- _La tarea_
Indica cuántas líneas de los ítems contienen la cadena "roof". Responde únicamente con el número.

►

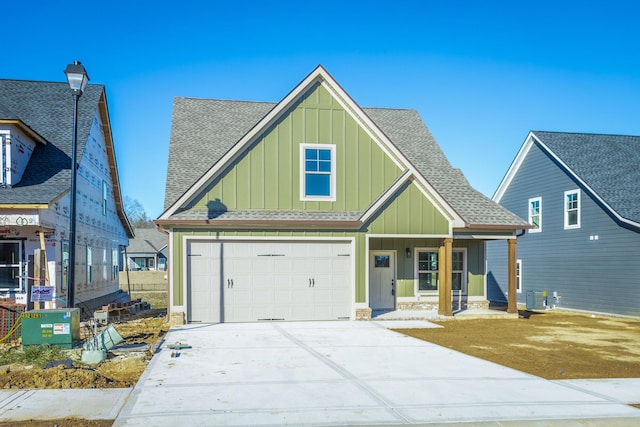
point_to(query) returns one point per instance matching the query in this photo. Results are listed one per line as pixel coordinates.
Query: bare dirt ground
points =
(121, 370)
(550, 344)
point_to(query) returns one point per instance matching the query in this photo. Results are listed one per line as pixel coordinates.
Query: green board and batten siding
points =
(267, 176)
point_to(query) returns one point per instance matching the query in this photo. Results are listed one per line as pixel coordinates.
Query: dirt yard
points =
(551, 344)
(121, 370)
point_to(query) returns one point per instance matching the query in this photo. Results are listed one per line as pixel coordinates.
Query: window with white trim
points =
(317, 172)
(535, 214)
(115, 265)
(427, 270)
(105, 194)
(89, 265)
(572, 209)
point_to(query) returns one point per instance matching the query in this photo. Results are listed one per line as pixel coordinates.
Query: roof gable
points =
(605, 165)
(46, 108)
(203, 134)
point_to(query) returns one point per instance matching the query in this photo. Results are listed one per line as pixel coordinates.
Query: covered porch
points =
(430, 277)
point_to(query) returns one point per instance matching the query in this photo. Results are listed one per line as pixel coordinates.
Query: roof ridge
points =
(585, 133)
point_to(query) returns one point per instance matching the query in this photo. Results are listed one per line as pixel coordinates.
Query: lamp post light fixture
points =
(78, 79)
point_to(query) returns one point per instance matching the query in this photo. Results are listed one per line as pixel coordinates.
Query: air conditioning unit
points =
(536, 300)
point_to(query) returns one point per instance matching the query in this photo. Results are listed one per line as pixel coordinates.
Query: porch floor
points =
(475, 313)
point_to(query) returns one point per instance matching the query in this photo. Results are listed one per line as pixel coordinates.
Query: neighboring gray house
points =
(148, 250)
(36, 125)
(581, 194)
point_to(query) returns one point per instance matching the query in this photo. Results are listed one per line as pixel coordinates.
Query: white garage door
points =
(250, 281)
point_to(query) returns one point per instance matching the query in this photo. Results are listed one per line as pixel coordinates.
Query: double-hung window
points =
(535, 214)
(572, 209)
(427, 270)
(318, 172)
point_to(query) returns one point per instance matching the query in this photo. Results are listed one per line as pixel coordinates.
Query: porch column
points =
(445, 303)
(512, 306)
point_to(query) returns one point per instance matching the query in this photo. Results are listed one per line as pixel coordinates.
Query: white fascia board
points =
(432, 196)
(371, 210)
(513, 169)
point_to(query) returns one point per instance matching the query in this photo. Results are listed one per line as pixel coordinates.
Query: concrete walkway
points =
(329, 374)
(349, 373)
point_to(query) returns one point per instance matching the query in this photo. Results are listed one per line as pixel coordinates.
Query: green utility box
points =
(59, 327)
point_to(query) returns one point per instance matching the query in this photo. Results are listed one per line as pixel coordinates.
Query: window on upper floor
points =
(318, 172)
(535, 214)
(104, 197)
(89, 265)
(572, 209)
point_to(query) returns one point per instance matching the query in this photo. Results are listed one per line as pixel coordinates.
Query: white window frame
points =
(566, 209)
(17, 263)
(539, 200)
(416, 276)
(115, 265)
(303, 173)
(89, 270)
(105, 196)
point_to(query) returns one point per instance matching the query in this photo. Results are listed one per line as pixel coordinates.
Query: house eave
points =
(236, 224)
(504, 227)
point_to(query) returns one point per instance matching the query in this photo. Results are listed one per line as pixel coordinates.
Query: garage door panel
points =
(270, 280)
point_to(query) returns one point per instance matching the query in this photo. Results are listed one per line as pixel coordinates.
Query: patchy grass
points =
(551, 345)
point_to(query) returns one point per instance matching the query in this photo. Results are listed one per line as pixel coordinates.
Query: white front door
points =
(382, 280)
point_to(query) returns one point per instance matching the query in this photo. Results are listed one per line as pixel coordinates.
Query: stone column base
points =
(176, 318)
(363, 313)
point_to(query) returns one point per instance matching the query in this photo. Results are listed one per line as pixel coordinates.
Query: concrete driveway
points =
(343, 373)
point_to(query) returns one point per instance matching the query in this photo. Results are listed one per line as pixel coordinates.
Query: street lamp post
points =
(78, 78)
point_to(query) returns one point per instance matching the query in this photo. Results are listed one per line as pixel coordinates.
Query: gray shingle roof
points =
(203, 130)
(147, 240)
(608, 164)
(47, 108)
(267, 215)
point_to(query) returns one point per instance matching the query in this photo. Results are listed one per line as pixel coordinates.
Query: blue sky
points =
(481, 74)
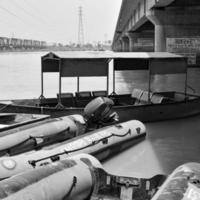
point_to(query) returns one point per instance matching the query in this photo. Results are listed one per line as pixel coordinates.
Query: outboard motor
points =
(99, 112)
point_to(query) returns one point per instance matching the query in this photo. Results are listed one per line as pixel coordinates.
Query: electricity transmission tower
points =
(80, 28)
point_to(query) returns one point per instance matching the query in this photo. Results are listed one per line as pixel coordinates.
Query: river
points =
(168, 144)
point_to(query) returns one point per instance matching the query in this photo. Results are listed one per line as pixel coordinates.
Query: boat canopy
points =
(155, 62)
(95, 63)
(74, 64)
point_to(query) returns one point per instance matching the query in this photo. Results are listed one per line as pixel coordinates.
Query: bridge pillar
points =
(141, 41)
(132, 40)
(172, 23)
(125, 44)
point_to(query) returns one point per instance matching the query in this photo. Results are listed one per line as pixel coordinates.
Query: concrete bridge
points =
(159, 25)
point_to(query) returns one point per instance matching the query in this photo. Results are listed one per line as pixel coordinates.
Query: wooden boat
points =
(102, 143)
(78, 177)
(10, 121)
(140, 105)
(83, 177)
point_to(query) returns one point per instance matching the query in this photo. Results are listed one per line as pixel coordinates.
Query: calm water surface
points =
(168, 144)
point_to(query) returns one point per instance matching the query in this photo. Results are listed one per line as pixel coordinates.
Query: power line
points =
(80, 28)
(17, 17)
(11, 13)
(40, 17)
(30, 14)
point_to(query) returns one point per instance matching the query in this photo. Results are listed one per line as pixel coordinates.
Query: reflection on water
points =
(168, 143)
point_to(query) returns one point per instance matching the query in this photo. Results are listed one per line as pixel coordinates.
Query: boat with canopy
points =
(144, 105)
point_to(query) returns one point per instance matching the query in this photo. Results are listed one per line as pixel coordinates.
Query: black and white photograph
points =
(100, 100)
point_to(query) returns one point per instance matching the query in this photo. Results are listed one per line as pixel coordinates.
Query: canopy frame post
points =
(59, 105)
(114, 84)
(113, 80)
(107, 86)
(186, 79)
(42, 84)
(149, 83)
(78, 84)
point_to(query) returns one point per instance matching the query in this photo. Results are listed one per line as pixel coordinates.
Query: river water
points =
(168, 144)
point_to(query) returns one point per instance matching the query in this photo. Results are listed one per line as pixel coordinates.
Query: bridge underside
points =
(167, 25)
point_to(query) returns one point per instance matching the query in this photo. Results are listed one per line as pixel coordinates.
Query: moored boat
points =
(36, 135)
(10, 121)
(141, 105)
(101, 143)
(83, 177)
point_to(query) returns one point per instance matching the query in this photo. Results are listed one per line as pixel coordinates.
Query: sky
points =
(57, 20)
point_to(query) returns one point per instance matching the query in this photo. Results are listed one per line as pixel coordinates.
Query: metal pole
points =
(42, 83)
(186, 83)
(78, 86)
(149, 88)
(60, 84)
(113, 80)
(107, 82)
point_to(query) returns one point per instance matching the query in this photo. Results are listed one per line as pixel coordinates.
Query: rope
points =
(71, 188)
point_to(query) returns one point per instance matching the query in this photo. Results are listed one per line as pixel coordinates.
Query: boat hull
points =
(145, 113)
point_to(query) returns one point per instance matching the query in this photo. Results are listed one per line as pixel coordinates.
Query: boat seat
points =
(83, 98)
(83, 94)
(179, 97)
(144, 99)
(67, 99)
(100, 93)
(136, 94)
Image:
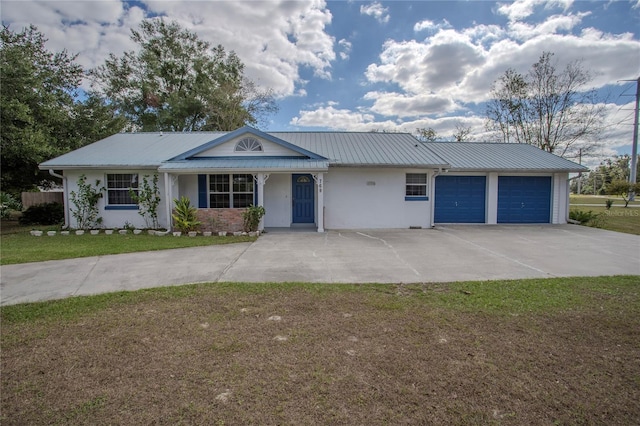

◄

- _Solución del problema_
3